TASK DIRECTIONS: Carry on the blog post about the Ravens' game against the Patriots, picking up right after its last sentence.

Tuesday, December 04, 2007

Week 13 - Bubble Burst

Baltimore, MD -- 12/3/07.

Breathe in. Breathe out. Innnn. Ouuuut. Innnn. Ouuuut. Okay, how do you feel now? Relaxed? Calm? At peace with the world? Yea, me neither.

Breathing exercises just don’t stand a chance against a gut-wrenching, nail-biting, rage-inducing, coulda, woulda, shoulda game against the undefeated New England Patriots. Yuck. Just saying the word undefeated in my post-game blog makes me a little nauseous. And it’s not just the fact that we lost. We were 20-point underdogs; we were supposed to lose – by a lot. But we weren’t supposed to be tied at halftime either. And we definitely weren’t supposed to be leading with less than one minute to play. So what happened?

The night felt different right from the start, and it wasn’t just the near-freezing temperatures. Camera crews from ESPN and NFL Films battled for position inside the hallways leading out to the field to get a shot of players like Ed Reed and Kyle Boller heading out to warm up. The close quarters forced the ESPN crew to improvise as Kyle trotted down the stairs, resulting in a deft display of agility from one Production Assistant who jumped from the top step to the ground while holding onto the camera cord. As a fellow follower on the field, I salute you. We should really lobby for a Bud Light ‘Real Men of Genius’ commercial, Mr. “wire-running, tripod-carrying, still just a fan who just happens to have a credential” guy.

Apart from the traffic on the sidelines, which included Ms. Suzy Kolber and an entire stage built for ESPN’s Monday Night Primetime near the twenty-yard line, the emotion on the field was at a fever pitch. As part of the league-wide recognition of Sean Taylor’s death, a moment of silence was called for before kickoff. After the stadium salute, the former Miami Hurricanes – Ed Reed, Ray Lewis and this week’s Wired Raven, Willis McGahee – huddled near the bench to pay their respects to their brethren and former teammate. Ray even had the number 21 penciled in on his eye-black and all players, from both teams, wore a No. 21 sticker on their helmets in memoriam. The game day emotions slowly began to take over the real life ones early in the first quarter. With the fans on their feet, the Ravens defense held the Patriots to a field goal on their opening drive. It was a sign that tonight would not be like other nights as the game proceeded to unfold unlike anyone could have predicted.

(Coordinate labeling data)

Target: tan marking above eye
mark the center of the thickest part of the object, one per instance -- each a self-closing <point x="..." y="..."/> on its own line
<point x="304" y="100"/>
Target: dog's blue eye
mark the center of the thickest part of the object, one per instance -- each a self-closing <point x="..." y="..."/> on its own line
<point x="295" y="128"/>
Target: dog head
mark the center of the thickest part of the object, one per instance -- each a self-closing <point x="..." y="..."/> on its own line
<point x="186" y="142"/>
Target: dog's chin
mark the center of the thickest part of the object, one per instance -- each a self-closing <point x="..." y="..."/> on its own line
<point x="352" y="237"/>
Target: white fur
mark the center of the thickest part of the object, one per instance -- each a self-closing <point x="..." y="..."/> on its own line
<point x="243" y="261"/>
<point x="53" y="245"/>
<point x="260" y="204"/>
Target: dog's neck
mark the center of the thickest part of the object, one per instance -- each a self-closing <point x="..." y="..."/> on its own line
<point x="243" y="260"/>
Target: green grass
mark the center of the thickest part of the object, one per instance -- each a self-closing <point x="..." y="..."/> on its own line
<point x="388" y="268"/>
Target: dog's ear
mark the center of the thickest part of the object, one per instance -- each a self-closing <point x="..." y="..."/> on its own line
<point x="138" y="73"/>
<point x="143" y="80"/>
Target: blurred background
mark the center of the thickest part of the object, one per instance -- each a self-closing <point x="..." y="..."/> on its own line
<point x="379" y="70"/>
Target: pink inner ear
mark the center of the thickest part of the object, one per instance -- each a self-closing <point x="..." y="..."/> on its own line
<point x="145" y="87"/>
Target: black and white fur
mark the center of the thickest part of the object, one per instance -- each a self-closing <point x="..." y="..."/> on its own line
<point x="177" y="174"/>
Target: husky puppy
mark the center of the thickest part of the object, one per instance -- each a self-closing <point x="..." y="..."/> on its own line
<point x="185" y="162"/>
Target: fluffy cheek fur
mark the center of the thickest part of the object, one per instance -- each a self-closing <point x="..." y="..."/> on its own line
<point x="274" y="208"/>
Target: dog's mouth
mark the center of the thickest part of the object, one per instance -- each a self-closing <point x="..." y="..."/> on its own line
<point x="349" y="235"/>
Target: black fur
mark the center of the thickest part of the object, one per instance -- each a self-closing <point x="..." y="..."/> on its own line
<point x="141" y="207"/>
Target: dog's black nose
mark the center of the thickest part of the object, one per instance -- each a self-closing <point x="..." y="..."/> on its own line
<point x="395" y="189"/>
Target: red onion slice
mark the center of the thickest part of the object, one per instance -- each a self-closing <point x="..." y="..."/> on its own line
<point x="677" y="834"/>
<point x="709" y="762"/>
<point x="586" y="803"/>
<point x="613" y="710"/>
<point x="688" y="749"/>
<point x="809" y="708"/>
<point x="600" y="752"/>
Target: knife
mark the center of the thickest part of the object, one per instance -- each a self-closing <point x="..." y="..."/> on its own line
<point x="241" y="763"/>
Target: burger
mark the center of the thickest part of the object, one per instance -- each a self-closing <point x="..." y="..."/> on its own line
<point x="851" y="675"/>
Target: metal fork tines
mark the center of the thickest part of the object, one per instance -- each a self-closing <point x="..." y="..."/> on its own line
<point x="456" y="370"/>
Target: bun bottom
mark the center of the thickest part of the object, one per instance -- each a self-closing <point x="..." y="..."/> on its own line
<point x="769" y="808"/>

WRITTEN ANSWER:
As I mentioned, we had Willis Wired, and he must have really cared about making sure RaveTV had a good show because No. 23 had the best game of his brief Ravens career. We should have seen this coming as McGahee shared a conversation with Coach Brian Billick on their way into the tunnel before the game. Billick basically told him that he would put the team on McGahee’s shoulders tonight. Fortunately for RavensNation, Billick, Willis, RaveTV, the ESPN crew and sports fans around the country, Willis delivered and carried the Ravens to a near victory that coulda, woulda, shoulda been one of the greatest upsets in NFL history.

Play after play, Willis would fight for each and every yard, culminating in a 17-yard touchdown run in the third quarter. As I said, Willis apparently appreciates good TV as he was kind enough to wait until Jeff and I could set-up in the end zone before beginning his scoring scamper. Cue the Artic Monkey’s because Willis took advantage of his time in front of the cameras with a few good looking dance moves out on the end zone floor. Willis would also cross the 1000-yard mark for the season later in the night, a feat that would have been properly recognized had it not been for Tom Brady and those damn Patriots. That’s right, I said damn.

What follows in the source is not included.